» Exercise aim: Copy out the data below, replacing "largest disc" with "biggest circle" everywhere it occurs and leaving everything else unchanged.
═══ Exercise input ═══
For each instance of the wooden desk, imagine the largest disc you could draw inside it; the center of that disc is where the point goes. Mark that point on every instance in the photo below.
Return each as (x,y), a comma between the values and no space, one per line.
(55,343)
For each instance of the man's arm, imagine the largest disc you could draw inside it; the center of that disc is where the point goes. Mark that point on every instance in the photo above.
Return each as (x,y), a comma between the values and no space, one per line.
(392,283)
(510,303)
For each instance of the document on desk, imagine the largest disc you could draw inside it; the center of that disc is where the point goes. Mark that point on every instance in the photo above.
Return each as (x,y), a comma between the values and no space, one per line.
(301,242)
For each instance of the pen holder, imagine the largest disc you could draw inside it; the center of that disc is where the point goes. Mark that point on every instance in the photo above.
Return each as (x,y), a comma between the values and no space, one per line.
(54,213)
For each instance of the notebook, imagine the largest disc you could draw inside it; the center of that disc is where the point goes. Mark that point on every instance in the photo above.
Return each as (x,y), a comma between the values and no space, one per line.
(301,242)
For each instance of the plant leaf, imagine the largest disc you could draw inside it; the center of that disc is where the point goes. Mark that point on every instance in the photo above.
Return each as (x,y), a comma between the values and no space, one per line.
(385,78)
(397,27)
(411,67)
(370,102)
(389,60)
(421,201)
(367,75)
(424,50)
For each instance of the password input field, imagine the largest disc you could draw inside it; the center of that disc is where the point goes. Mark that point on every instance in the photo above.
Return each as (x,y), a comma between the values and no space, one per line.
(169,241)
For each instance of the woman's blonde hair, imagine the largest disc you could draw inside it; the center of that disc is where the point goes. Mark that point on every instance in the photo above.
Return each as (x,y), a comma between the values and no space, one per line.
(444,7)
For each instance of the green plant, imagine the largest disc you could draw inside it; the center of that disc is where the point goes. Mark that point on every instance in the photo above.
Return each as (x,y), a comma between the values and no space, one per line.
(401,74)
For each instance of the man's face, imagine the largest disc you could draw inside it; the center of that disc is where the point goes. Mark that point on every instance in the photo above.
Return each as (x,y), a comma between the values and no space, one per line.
═══
» Answer:
For each instance of the wooden desk, imagine the biggest circle you could draw inside it; the center of that disc is where the point goes. Mark that point on every instance in the photo below.
Return each as (x,y), a comma between the values and no space, one per line.
(55,343)
For each instance of the man's arm, imagine the biggest circle you could draw inside it; the center of that disc is where the point goes. Mark that point on every instance in the photo above.
Return each as (x,y), a comma between the values and no space, one per line.
(392,283)
(510,303)
For each instance of the document on desk, imagine the biggest circle you could draw inside it; the center of that disc is where the point goes. Mark that point on every instance in the photo above.
Return each as (x,y), a comma between the values and no space, one per line.
(301,242)
For each instance of the pen holder, imagine the biggest circle you could draw inside it; the center of that disc is where the point goes. Mark that point on every instance in the photo above.
Return each as (x,y), a comma between the values and no space, one per line.
(54,213)
For each instance of the notebook, imagine the biggest circle you could draw inside it; the center of that disc is where the point goes. Mark that point on every instance in the photo above.
Return each as (x,y), a comma between the values and no space, one per line.
(301,242)
For each instance of the plant leaf, imagine the biggest circle you could draw inside it; the center of that disc is where the point goes. Mark that point on every instance in the photo above.
Return each as (x,y), a comma between the values and no space, one per line.
(385,78)
(397,27)
(411,67)
(370,102)
(389,60)
(421,201)
(367,75)
(424,50)
For each instance of the password input field, imagine the biggest circle you could draw inside it; the center of that disc is where the point goes. Mark that point on every instance in the photo above.
Return each as (x,y), a comma between the values and no space, one per line.
(169,241)
For each instance of the woman's blonde hair, imagine the biggest circle you could draw inside it; the center of that disc is where the point goes. Mark that point on every instance in the photo above.
Return each as (x,y), a comma between the values and no space, one per line.
(444,7)
For each instance of the green plant, imagine the biggest circle you could draw inside it; the center of that disc is where the point goes. Mark that point on every instance in the photo above.
Return each as (x,y), a comma between the values and no space, one per line.
(401,74)
For each instance of the man's face, imagine the biggest circle you could draw inside it; the center of that disc is where the point goes. Mark that point on every instance in the photo above.
Return each as (x,y), a comma between the values and no space, one per line.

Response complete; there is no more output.